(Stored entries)
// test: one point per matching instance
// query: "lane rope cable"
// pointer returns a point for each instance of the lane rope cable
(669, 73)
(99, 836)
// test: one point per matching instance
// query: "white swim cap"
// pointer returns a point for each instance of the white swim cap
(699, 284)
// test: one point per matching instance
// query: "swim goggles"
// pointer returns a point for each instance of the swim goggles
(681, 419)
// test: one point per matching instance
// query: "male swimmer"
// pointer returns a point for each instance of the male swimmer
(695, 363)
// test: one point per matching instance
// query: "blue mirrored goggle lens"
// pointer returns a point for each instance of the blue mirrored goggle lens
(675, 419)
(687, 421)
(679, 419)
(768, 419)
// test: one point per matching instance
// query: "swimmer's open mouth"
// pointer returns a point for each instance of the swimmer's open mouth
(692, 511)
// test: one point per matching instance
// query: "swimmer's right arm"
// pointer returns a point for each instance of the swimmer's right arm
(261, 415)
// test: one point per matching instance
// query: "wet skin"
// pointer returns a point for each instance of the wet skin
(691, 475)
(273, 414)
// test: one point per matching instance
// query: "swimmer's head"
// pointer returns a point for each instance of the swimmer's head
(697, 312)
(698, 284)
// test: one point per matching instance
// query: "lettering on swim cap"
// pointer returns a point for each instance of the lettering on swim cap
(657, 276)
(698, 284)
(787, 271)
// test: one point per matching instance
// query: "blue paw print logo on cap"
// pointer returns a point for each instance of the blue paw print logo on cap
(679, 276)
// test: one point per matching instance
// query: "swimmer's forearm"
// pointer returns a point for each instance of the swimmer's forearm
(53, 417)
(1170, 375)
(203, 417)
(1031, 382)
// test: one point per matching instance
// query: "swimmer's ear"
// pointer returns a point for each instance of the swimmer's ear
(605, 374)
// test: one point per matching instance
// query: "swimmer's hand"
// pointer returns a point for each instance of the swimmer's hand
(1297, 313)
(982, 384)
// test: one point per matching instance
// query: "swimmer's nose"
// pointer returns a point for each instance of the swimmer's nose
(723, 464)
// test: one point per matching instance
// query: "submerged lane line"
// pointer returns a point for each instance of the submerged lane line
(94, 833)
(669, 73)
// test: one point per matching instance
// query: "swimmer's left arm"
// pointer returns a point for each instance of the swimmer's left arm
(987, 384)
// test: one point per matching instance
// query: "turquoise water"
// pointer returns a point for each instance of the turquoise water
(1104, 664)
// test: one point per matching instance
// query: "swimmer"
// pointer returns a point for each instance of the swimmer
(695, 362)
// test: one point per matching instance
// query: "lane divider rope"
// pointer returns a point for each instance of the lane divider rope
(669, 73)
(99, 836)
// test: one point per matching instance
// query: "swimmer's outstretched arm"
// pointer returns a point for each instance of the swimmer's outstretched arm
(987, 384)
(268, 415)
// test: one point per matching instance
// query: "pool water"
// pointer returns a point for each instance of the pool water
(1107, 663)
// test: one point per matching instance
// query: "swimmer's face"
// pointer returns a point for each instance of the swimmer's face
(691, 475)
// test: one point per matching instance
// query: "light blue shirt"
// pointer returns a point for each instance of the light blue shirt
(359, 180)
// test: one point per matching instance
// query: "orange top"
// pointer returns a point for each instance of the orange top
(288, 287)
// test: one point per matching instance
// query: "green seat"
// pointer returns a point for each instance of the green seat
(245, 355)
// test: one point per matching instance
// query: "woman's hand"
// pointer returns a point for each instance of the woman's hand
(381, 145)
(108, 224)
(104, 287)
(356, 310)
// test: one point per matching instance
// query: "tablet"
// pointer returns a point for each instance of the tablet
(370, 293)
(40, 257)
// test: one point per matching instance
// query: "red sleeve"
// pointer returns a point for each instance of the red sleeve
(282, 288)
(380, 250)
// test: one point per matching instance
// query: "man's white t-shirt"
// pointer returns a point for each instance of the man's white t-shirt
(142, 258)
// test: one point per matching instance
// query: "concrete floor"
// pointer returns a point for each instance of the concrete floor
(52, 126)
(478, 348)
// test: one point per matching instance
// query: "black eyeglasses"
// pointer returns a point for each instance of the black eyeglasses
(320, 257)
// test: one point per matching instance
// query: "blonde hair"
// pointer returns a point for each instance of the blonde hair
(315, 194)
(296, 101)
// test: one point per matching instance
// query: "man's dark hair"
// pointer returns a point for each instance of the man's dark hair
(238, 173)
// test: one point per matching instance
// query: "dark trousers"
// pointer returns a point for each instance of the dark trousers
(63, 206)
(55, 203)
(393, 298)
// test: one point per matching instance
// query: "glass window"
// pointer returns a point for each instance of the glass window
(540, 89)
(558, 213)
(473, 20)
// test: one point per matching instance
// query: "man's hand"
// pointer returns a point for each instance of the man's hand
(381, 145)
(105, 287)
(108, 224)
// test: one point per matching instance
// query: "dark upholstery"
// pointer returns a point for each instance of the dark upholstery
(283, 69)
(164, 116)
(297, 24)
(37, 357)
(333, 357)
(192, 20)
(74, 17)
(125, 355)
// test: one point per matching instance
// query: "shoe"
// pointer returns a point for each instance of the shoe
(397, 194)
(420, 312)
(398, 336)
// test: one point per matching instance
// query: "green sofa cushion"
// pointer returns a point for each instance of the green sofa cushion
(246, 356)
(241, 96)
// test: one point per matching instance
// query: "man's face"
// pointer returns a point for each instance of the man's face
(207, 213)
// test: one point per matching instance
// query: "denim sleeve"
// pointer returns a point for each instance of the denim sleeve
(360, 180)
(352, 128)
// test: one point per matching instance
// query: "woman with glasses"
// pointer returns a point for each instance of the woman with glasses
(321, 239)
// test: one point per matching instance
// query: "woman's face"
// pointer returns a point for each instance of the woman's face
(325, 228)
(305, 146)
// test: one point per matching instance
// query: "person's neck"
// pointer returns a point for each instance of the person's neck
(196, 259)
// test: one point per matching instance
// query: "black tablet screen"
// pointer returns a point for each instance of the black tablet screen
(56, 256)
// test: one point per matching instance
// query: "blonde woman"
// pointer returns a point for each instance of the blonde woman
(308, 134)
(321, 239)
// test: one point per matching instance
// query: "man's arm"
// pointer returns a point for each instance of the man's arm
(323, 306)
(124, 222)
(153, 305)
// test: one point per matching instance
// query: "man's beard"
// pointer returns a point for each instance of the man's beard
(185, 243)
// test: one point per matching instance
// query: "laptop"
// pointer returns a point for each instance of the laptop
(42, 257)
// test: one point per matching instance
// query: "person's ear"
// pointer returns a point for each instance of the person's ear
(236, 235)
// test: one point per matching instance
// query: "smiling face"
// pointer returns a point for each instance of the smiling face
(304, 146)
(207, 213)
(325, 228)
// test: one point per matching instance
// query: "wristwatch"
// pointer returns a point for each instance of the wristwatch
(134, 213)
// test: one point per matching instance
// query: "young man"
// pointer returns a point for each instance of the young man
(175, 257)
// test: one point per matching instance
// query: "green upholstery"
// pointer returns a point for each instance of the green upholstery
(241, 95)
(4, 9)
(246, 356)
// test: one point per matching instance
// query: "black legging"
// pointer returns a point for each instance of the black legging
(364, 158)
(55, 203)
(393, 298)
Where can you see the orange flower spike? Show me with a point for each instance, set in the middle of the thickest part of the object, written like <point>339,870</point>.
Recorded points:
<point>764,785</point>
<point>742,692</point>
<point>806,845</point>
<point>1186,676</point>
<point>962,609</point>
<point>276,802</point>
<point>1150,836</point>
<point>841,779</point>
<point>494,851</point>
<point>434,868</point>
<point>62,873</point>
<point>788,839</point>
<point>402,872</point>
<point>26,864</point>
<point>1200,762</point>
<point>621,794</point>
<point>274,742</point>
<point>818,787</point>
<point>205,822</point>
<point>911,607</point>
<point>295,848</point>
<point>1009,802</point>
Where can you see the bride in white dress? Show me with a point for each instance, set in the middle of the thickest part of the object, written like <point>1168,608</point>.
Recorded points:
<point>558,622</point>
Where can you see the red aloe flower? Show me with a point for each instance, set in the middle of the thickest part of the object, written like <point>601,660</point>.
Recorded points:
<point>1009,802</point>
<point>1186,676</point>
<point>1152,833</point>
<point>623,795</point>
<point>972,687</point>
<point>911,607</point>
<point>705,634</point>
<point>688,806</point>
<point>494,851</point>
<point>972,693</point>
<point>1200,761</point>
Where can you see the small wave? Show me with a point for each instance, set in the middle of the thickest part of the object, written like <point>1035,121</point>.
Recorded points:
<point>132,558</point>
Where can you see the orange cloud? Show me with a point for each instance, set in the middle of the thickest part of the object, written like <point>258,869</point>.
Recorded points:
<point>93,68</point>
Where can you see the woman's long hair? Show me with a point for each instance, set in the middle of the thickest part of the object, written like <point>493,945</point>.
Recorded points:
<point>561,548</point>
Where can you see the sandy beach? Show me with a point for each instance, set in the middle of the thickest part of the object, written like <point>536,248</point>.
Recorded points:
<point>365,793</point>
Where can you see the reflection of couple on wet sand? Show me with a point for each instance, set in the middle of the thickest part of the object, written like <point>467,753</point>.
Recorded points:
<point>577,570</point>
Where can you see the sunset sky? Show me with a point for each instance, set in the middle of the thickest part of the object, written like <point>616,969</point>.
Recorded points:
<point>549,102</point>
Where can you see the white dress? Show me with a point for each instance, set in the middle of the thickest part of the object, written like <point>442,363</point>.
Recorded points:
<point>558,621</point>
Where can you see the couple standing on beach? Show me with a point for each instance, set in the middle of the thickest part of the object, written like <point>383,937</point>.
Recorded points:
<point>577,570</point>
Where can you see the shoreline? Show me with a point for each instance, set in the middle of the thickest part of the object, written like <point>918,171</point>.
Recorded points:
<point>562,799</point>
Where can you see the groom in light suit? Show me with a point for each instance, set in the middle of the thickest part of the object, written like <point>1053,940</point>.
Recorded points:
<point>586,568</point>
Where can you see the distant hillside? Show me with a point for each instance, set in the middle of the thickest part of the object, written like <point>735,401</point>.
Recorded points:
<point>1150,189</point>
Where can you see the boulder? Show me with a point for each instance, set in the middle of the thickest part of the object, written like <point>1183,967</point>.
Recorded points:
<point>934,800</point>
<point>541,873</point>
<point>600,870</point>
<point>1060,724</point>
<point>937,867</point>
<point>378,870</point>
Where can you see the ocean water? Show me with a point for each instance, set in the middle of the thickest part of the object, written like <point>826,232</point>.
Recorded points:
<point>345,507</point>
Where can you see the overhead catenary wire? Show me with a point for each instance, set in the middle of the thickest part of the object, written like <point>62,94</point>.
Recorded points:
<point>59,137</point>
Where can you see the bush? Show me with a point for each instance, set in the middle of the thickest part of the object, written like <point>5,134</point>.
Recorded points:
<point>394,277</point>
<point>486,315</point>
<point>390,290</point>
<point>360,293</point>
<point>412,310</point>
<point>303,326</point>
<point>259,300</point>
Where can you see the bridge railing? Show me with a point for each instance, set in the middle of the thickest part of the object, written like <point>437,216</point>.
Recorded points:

# [WHAT YOU HAVE TO DO]
Scan the records for the word "dress", and copy each line where it is found.

# [RESPONSE FOR THIS EXERCISE]
Where can you see the bride in white dress? Show me with a point for each instance, set in the middle of the thickest part of the object, written like <point>1168,608</point>.
Where can you see the white dress? Show me with a point for each instance, set in the middle of the thickest part of the object, written like <point>442,363</point>.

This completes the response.